목록에서 "white ceiling, put" 문구가 있는 줄부터 "man's face, put" 문구가 있는 줄까지 모두 다시 쓰세요. "thickest part" 자리에 "widest part" 표현을 넣어 수정하고 나머지는 바꾸지 마세요.

----------------

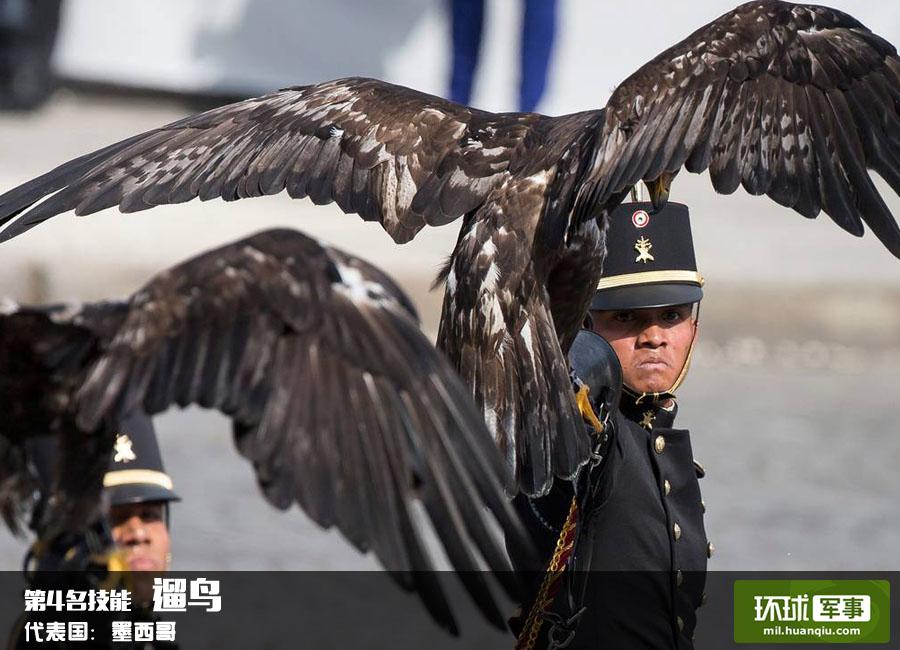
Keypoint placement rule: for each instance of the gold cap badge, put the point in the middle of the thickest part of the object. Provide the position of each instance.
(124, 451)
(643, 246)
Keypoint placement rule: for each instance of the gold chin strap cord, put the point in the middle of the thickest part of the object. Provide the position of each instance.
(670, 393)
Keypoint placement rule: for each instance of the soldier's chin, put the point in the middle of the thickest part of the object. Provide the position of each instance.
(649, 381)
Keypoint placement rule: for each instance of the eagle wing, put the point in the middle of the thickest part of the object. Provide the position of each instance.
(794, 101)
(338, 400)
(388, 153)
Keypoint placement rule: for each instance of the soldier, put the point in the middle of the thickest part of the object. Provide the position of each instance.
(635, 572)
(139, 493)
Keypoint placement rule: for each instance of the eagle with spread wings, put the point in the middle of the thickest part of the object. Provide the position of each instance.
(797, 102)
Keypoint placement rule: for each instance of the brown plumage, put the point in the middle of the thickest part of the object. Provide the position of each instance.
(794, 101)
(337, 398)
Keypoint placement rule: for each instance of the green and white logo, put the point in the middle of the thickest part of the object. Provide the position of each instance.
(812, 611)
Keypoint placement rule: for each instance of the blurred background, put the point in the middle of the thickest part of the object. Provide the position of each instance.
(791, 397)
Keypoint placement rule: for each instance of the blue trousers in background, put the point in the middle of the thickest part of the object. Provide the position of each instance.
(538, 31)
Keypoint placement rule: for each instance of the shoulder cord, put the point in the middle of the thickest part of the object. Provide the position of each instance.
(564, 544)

----------------

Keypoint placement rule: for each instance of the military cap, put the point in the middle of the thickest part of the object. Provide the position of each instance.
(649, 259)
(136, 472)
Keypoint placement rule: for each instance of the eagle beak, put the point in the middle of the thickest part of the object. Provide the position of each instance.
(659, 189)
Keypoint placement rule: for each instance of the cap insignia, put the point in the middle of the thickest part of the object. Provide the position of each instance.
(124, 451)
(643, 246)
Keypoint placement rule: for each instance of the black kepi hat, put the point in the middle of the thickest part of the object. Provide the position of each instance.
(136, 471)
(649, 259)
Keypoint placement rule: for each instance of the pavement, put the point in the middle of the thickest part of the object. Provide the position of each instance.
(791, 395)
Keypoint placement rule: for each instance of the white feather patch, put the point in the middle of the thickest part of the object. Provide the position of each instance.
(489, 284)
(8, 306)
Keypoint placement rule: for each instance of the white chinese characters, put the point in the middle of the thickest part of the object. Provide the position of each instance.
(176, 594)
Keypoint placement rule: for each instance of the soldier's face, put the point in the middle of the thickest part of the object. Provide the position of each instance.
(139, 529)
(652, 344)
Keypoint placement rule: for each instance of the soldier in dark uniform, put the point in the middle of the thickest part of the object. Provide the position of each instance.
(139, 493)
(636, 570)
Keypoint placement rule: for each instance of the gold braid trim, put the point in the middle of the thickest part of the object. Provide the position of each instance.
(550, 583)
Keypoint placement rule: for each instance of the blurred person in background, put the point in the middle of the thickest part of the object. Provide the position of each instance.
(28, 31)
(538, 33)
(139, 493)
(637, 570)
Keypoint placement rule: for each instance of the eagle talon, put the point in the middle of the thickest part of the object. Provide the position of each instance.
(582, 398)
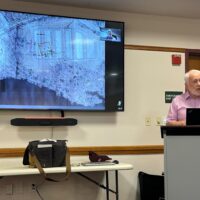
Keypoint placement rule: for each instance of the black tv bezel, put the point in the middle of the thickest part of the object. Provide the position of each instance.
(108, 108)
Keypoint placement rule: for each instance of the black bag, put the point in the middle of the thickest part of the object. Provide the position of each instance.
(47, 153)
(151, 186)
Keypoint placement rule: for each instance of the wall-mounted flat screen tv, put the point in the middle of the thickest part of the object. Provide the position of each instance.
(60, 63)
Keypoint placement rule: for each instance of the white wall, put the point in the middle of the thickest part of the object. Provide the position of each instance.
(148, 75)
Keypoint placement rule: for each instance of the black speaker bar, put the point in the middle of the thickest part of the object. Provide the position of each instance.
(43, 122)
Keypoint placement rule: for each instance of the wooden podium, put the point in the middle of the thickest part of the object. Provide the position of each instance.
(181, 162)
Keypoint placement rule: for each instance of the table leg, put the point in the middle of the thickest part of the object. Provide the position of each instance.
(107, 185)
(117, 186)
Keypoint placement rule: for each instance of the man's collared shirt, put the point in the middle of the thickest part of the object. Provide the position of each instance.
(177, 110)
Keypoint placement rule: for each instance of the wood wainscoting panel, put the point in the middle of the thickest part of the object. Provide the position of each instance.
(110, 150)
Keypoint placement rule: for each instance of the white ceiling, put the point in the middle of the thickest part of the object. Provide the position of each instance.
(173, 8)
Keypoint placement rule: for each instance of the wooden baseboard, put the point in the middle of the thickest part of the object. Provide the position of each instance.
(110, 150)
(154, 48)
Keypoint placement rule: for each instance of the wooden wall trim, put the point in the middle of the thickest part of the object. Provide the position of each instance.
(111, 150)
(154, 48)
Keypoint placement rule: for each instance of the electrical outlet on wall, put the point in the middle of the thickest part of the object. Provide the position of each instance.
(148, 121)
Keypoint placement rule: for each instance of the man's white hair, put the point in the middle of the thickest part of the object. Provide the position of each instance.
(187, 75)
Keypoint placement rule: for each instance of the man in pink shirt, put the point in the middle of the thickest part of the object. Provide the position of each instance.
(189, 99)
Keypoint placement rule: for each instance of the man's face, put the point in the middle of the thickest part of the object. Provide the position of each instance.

----------------

● **완성된 과제**
Keypoint placement rule: for each instance of the white ceiling, put the point in the middle of the widest part of the object. Provide the position of each instance.
(173, 8)
Keypoint placement rule: for each instance of the wooden baseboard, put the point in the middle of the widest part of the object. Provide the position of each instance.
(110, 150)
(154, 48)
Keypoint placement rule: for each instance of the wooden wall trim, put the point in the middle of the widest part of the object. Provide the position of each instance.
(111, 150)
(154, 48)
Keypoint placement rule: for each instance of the electrical outlet on wall, put the point in the middle of the widest part of the object. Provide the position of each instance.
(148, 121)
Keypoint placement rule: for each instance of the man's white hair, put the point in the middle of the widest part of the object. Provide the position of each instance.
(187, 75)
Keypoint placement rule: for each instance of the man in pink shirt, put the point in the middle of the widest part of the object. Provide the position of each instance.
(189, 99)
Keypoint placement rule: for each instance of the man's face, put the point in the middle of the widest part of the object. Provide the position of each instance.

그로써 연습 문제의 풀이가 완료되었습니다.